- GIVEN TASK A
Reproduce the passage from the Kia Niro and Tesla Model 3 comments, starting with "The model 3 DOES" and going on through "capability goes unused.".
- GIVEN TASK B
Write the next part of the Kia Niro and Tesla Model 3 comments, picking up after the final sentence.

- PROVIDED TEXT
------------------------------------

I got to give you credit here John. That was a pretty even handed review, especially considering that you have little good to say about Tesla on most days. So Kudos. My good friend just bought a new Kia Niro EV. The top option model, for something under $44K before rebates. And they love the car. They had a Kia Soul (gas) which they also liked (and kept still), but they had been anticipating this new long range EV for a while. I have to give credit to their dealer because he did not jack up the price despite a great demand for the new EV. I think that they looked also at the Bolt, but did not really consider the Tesla because they are looking for a crossover and the Teslas have been historically more expensive. The Model Y will compete better in this affordable EV crossover market, but it will be more expensive than the Model 3, and it is still some time before they are available to buy.
Thank you, Dean. Your comments are always great, but I appreciate the validation of the pricing here very much. My Tesla sales associate told me this week that Model Y will be available "No sooner than 2021." That was the only bummer of the day.
The model 3 DOES have full in-vehicle navigation. If you remove $1000 from the model 3 because the Kia does not have Autosteer, and the white interior, both cars are equal in range and price (before incentives). Model 3 also has Sentry Mode, Cabin Overheat protection, remote pre-conditioning, and automatic wipers. The availability of Superchargers, even if used rarely or just for resale, is an advantage. No question the Kia, with twice the tax credit, is the value play, while the model 3 is the performance play, even if its capability goes unused.

------------------------------------

- STORED DATA
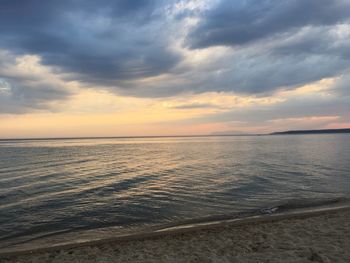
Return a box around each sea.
[0,134,350,252]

------------------------------------

- EXERCISE RESULT A
The model 3 DOES have full in-vehicle navigation. If you remove $1000 from the model 3 because the Kia does not have Autosteer, and the white interior, both cars are equal in range and price (before incentives). Model 3 also has Sentry Mode, Cabin Overheat protection, remote pre-conditioning, and automatic wipers. The availability of Superchargers, even if used rarely or just for resale, is an advantage. No question the Kia, with twice the tax credit, is the value play, while the model 3 is the performance play, even if its capability goes unused.

- EXERCISE RESULT B
Hi Ardub. Thanks for your comment. The Model 3 Standard and Partial Premium interiors both do not have full Nav. That option is only available on Premium interiors. Tesla calls it "Satellite-view maps with live traffic visualization and navigation." I drove the Model 3 on Autopilot and the Kia Niro with its lane keep assist system, lane following assist and stop and go adaptive cruise control. The Tesla system is better in many situations, but the Kia, like almost every modern vehicle, can indeed steer itself. I do agree with your conclusion that the Model 3 is the performance car in this comparison.
Thanks, John. I was aware of the lack of satellite view/live traffic for the Tesla M3 SR+ Nav, I was only noting that the Nav system in the Kia was not an advantage it possessed over the Tesla. I agree with both your statements that Kia has its flavor of auto steer, and in many situations the Tesla version is better.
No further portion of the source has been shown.